Text section —
════════
Loop Filter Coefficients in Timing Recovery loop in Baseband Receiver
Started by 8 years ago●2 replies●latest reply 8 years ago●560 viewsHi!
I am trying to design the Symbol timing recovery(#STR) block of #DVBS Receiver. For reference, I am using the following matlab simulink design (NDA timing recovery part within Digital Baseband Receiver)
http://www.mathworks.com/matlabcentral/fileexchang...
The design has considered a roll-off factor of 0.5. I need to design for a roll-off factor of 0.2.
All other parameters remaining constant, I believe the only factor that will change in the design would be the loop filter coefficients. But , I am not able to understand how the loop filter coefficients of PI filter are calculated in the design.
The value of the loop filter coefficients are C2 = 1.35e-4, C1 = C2/128.where c2 = proportional filter coefficient, c1 = integral filter coefficient.
C2 depends on k0,kd,zeta(damping ratio), natural frequency (wn),(zeta and wn determine loop bandwidth).
How to calculate kd? From my understanding , it should be the slope of S-CURVE of gardner TED when error tends to zero.
Kindly clarify.
Regards avi
Yes, Kd is the slope around the zero-error region. The units for that slope must be compatible with the units of Ko, the DDS/VCO gain constant, such that the product of KoKd has units of 1/seconds.
This presentation covers the basics and some important details:
http://www.compdsp.com/presentations/Jacobsen/abin...
Thank you for the reply.
════════
Exercise goal — Please write out the passage of the timing recovery thread that starts at the words "I am trying" and ends after "in the design.".
════════
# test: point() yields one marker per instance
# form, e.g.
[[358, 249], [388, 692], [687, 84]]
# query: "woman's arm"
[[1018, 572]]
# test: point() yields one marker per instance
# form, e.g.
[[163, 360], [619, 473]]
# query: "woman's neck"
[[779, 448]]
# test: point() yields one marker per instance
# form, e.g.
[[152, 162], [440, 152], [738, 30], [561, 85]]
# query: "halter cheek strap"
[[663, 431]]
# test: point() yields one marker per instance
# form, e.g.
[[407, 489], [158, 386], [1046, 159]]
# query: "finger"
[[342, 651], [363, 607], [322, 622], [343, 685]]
════════
Written solution —
I am trying to design the Symbol timing recovery(#STR) block of #DVBS Receiver. For reference, I am using the following matlab simulink design (NDA timing recovery part within Digital Baseband Receiver)
http://www.mathworks.com/matlabcentral/fileexchang...
The design has considered a roll-off factor of 0.5. I need to design for a roll-off factor of 0.2.
All other parameters remaining constant, I believe the only factor that will change in the design would be the loop filter coefficients. But , I am not able to understand how the loop filter coefficients of PI filter are calculated in the design.